Required work.
Answer these questions using the article on hotel groups and tourism funding:
(a) How much did the government allocate to promote the tourism industry?
(b) According to the Malaysian Association of Hotels, what share of the expected receipts does that allocation make up?
(c) Until when does the association want the moratorium on the new electricity tariffs to last?

We need more, hotel groups plead

PETALING JAYA: Local hotels are unhappy with what they call a limited fund allocation, which they say fails to deliver aid to the struggling industry.

The Malaysian Association of Hotels (MAH) said the government’s allocation of RM250mil to promote the tourism industry is insufficient to meet the Tourism, Arts and Culture Ministry’s target of achieving more than 16 million tourist arrivals and RM49.2bil revenue for this year.

It said the allocation constitutes less than 0.6% of the expected receipts.

“Additionally, the blanket method of allocation for the tourism industry may not fully reach struggling sectors and address the industry’s needs,” it said in a statement yesterday, adding that there are no provisions to aid the recovery of the struggling hospitality industry.

MAH said hotels in the country have already faced an electricity tariff hike since early this year, which has led to a significant increase in operational costs.

“The sector also has to cope with a higher minimum wage and fewer work hours; as the hospitality sector is very labour-intensive, our industry is vulnerable to the (minimum wage) legislation and has been especially affected by it, further stymieing our recovery.”

The association has proposed several measures to the government to address the industry’s plight.

This includes introducing a moratorium for the new electricity tariffs for hotels, theme parks and convention centres until the end of 2023, and providing a stimulus package for hotels via one-off financial aid or continuous value-added programmes and a special tax allowance or deductions for hotel renovations and refurbishment.

[Dataset entries]
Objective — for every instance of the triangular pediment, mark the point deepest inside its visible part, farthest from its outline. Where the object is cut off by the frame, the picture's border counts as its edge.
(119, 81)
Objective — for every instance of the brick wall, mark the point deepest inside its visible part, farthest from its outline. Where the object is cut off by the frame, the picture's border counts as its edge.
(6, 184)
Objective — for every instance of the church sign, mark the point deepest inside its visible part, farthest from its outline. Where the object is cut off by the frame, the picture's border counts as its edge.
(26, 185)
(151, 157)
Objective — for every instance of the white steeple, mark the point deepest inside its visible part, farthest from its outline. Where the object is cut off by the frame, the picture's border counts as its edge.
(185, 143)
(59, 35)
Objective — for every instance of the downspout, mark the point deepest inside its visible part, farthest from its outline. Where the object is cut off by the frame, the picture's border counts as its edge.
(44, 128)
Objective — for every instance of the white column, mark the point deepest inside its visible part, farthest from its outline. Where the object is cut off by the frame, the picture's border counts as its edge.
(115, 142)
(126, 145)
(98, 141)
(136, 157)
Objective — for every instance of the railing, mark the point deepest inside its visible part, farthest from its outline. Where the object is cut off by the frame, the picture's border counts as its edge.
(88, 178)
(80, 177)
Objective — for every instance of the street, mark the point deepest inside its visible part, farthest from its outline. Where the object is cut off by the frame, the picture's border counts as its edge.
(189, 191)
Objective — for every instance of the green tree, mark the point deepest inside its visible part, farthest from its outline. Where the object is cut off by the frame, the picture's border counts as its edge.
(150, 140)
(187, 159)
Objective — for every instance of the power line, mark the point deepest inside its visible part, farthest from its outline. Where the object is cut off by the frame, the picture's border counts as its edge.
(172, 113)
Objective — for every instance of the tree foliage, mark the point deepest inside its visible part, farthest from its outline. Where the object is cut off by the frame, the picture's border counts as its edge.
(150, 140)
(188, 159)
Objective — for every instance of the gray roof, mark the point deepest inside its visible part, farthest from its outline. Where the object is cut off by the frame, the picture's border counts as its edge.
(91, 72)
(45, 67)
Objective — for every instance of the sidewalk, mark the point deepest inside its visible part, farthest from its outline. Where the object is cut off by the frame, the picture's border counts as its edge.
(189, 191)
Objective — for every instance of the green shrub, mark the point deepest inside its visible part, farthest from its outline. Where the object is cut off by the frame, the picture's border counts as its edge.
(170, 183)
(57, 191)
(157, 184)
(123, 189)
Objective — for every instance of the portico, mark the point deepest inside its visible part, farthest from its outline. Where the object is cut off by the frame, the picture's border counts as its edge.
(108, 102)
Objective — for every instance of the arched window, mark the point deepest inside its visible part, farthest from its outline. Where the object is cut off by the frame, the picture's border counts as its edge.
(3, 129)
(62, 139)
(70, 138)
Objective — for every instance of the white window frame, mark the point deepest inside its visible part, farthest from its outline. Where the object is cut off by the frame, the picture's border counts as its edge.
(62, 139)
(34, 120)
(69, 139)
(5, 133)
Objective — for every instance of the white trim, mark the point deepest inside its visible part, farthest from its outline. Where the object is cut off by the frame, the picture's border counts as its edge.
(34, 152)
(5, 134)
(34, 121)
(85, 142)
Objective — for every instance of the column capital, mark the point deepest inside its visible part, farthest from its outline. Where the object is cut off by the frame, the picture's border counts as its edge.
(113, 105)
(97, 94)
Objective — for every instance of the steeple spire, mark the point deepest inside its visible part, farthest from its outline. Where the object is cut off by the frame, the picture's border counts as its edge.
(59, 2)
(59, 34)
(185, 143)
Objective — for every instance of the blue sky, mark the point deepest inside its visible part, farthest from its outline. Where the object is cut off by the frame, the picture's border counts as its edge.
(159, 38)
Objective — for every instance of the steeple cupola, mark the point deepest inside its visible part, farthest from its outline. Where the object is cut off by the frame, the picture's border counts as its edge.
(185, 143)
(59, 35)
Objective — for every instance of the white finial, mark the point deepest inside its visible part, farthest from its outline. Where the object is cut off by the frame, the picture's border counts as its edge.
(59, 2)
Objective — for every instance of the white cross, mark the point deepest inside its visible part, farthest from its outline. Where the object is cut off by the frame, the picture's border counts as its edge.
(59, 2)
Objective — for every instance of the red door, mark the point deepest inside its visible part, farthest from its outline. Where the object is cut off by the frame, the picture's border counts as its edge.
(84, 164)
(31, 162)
---
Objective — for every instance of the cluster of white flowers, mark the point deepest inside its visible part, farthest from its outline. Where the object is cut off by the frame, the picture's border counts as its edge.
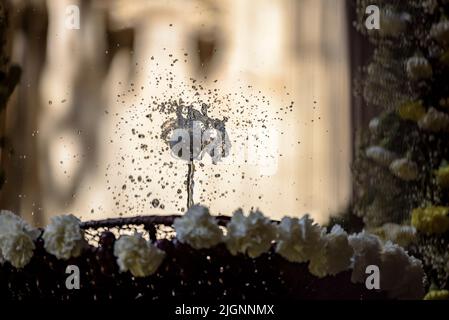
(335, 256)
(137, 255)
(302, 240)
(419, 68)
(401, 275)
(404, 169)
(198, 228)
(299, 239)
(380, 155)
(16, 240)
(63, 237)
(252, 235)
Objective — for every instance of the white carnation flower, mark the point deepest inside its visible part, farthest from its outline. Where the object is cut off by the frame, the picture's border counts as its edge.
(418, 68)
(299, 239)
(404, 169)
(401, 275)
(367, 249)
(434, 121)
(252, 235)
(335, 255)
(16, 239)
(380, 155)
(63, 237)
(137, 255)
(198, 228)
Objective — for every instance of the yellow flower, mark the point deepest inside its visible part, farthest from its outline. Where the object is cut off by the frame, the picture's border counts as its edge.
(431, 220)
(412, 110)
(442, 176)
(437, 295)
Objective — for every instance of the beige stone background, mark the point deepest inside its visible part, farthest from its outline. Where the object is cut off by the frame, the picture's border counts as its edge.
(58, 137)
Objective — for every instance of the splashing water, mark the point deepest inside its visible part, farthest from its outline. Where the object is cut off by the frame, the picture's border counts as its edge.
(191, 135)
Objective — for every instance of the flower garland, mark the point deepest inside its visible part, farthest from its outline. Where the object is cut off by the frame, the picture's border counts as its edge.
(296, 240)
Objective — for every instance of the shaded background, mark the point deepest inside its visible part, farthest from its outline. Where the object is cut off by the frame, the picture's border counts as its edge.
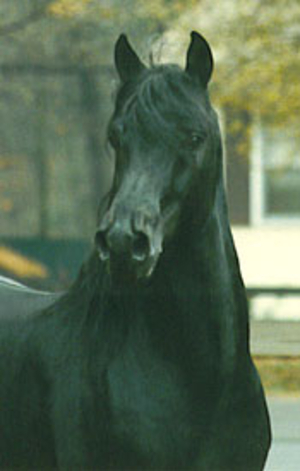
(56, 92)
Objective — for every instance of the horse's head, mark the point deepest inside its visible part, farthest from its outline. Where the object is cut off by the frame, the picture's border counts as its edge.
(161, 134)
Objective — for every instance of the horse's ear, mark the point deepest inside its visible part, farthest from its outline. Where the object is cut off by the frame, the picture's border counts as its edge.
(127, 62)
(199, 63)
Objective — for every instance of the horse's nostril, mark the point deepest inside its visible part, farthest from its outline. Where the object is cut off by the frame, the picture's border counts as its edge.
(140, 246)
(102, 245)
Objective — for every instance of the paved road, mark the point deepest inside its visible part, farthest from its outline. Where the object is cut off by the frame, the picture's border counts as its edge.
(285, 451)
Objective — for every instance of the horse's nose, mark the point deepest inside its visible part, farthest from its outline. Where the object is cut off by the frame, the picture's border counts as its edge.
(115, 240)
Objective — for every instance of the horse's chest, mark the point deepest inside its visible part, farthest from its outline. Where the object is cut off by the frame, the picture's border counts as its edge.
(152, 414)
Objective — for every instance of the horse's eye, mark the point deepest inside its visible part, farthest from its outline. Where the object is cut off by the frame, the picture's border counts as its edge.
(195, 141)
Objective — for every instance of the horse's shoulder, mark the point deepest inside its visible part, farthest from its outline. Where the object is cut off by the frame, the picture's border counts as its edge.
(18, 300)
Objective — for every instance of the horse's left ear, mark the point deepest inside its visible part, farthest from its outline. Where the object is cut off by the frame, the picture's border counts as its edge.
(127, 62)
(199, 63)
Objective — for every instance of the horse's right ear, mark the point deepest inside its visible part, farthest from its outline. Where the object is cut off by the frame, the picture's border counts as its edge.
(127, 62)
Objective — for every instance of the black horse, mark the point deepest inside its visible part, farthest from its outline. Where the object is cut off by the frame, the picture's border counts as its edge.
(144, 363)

Written solution.
(a) RM250mil
(b) Less than 0.6%
(c) The end of 2023